WHAT TO PRODUCE — Check each line of the data for "temple", then give the number of lines that have it, without any other words.
━━ RECORD EXTRACTS
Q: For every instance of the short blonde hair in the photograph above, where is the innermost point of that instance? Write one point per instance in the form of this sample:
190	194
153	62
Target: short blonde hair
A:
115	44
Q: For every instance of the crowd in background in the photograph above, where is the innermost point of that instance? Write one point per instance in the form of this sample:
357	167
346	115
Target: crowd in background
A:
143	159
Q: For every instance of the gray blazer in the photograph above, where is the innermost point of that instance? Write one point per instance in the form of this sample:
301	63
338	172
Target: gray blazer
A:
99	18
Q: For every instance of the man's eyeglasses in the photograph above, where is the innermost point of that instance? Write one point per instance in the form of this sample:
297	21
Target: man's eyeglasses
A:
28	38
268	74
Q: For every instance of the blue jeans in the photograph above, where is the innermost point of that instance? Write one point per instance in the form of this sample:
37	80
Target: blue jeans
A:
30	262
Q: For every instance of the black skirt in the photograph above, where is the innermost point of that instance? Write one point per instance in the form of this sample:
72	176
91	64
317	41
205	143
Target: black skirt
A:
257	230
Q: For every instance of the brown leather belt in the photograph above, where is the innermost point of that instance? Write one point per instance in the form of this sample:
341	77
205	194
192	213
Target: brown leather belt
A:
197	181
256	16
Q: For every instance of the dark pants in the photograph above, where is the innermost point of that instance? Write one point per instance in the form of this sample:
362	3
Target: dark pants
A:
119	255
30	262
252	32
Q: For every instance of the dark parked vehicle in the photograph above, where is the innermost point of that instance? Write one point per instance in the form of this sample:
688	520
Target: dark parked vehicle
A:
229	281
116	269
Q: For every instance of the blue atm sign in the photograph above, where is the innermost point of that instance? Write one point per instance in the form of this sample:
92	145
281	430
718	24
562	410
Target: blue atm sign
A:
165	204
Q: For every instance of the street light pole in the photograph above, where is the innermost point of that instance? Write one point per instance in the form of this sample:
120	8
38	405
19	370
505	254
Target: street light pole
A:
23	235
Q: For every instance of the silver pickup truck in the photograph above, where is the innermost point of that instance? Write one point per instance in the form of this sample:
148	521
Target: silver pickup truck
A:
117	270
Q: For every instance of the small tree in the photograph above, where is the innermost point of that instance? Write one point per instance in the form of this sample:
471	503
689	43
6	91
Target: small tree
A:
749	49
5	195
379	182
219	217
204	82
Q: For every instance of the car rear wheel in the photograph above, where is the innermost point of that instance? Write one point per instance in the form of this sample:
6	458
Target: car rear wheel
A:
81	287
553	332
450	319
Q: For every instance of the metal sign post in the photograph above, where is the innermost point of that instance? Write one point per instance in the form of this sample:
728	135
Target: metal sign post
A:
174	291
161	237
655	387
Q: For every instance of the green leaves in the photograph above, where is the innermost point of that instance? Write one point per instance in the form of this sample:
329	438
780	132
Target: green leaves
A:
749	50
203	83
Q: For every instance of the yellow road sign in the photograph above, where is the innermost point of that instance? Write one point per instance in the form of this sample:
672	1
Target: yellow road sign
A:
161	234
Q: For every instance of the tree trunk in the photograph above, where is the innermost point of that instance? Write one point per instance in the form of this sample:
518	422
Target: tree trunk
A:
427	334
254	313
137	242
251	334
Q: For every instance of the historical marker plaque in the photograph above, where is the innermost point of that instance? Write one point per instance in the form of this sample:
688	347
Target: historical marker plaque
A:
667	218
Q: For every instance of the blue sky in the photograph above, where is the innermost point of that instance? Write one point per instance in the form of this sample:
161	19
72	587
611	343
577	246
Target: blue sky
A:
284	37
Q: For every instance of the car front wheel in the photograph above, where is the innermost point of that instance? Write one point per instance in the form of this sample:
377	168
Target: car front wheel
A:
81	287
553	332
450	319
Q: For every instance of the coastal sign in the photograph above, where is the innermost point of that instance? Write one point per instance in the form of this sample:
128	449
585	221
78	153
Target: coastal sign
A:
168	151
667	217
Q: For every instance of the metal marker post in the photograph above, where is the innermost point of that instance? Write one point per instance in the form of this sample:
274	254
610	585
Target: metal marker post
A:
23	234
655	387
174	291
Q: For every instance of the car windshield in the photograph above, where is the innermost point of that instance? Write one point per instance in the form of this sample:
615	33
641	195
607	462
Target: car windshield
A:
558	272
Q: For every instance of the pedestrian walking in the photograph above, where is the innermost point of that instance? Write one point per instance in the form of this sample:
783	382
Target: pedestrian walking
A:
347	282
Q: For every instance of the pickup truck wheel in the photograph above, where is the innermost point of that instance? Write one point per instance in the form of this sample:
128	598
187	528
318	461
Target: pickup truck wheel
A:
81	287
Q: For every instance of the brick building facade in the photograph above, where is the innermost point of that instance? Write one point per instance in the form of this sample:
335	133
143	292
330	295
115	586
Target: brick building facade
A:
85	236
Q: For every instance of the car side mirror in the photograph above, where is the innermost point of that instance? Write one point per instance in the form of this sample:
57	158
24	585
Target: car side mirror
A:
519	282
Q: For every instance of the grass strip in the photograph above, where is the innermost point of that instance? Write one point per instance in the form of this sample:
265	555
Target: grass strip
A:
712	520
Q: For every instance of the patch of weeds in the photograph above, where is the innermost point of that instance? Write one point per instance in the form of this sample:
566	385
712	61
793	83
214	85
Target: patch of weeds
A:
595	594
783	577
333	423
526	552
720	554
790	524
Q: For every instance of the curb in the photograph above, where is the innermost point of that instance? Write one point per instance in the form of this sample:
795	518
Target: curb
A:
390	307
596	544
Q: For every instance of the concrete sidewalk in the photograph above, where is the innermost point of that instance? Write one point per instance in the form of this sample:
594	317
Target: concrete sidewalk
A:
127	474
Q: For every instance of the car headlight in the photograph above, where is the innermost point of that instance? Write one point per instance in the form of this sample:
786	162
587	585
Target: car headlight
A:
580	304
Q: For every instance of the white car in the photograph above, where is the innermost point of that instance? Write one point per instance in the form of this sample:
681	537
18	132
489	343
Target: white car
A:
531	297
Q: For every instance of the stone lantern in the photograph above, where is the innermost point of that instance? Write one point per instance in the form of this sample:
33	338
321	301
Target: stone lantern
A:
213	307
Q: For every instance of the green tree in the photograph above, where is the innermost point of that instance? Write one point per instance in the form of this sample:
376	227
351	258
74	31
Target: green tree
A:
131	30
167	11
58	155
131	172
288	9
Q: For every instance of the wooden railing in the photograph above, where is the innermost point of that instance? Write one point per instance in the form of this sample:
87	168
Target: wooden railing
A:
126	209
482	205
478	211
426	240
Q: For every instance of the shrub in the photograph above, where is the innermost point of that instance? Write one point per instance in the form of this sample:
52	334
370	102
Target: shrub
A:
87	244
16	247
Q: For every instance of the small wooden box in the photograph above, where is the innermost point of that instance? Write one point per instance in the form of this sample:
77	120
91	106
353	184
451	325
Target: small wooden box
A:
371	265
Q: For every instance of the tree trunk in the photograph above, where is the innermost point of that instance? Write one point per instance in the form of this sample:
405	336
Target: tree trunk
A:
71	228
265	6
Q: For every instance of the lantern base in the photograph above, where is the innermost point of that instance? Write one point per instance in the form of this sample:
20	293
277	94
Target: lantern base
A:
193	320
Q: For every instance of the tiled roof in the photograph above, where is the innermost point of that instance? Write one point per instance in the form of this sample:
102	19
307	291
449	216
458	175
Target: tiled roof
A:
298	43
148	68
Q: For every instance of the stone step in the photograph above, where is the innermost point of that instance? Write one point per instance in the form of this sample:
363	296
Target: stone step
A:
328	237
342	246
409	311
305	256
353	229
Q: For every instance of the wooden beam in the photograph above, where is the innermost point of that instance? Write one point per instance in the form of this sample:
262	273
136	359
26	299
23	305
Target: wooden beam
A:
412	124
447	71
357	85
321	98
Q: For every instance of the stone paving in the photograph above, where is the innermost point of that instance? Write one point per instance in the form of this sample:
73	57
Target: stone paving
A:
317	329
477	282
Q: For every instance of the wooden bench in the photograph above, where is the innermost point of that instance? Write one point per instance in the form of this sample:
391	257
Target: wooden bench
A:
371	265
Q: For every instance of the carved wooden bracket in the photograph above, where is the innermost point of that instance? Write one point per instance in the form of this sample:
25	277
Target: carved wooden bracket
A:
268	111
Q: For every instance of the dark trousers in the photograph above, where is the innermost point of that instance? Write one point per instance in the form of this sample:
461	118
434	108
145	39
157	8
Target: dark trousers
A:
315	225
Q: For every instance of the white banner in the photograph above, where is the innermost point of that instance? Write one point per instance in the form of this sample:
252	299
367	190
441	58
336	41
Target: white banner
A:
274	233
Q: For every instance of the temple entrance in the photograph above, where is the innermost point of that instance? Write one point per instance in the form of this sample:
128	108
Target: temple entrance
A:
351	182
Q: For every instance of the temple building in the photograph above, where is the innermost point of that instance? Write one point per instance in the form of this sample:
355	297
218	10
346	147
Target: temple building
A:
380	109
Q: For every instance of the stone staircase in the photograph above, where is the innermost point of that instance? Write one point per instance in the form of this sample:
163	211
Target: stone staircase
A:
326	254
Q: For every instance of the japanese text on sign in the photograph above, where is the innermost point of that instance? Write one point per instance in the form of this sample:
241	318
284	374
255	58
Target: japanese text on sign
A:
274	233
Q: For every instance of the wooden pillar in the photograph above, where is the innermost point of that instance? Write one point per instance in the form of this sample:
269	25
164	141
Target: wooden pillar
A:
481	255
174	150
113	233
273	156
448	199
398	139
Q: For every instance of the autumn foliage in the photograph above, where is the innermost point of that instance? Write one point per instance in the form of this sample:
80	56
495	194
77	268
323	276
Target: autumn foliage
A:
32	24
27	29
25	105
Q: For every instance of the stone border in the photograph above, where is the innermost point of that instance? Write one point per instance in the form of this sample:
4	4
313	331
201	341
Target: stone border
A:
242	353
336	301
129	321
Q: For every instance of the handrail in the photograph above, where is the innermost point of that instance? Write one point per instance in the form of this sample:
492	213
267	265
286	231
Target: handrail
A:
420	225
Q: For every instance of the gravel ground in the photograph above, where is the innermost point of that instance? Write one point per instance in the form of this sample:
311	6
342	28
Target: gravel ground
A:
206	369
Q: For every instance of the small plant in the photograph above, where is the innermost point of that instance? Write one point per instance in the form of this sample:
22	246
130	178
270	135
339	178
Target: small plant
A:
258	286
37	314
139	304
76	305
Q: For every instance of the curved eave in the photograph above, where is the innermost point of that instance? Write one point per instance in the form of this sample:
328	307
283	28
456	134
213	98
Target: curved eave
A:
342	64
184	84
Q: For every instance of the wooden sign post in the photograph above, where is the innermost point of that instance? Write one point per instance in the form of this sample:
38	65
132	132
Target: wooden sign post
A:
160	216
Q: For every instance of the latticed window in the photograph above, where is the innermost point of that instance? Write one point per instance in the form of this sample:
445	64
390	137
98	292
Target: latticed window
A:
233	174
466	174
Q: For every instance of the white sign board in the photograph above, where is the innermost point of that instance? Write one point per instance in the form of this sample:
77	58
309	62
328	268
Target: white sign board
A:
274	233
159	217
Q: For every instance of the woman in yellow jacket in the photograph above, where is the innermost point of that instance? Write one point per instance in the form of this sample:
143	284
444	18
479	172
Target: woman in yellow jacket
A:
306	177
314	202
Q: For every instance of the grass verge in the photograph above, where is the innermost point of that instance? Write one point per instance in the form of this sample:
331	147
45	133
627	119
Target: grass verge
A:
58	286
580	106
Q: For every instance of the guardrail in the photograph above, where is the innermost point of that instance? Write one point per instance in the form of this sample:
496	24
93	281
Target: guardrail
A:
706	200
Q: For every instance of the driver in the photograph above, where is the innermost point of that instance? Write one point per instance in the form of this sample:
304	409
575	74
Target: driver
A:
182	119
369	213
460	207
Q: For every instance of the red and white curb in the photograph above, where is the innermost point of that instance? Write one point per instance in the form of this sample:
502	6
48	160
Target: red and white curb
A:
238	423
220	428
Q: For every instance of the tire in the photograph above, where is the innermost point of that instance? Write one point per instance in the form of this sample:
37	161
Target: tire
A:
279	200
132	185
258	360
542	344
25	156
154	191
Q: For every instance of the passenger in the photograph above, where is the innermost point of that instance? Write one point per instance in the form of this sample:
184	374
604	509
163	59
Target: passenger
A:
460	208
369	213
━━━━
ANSWER BELOW — 4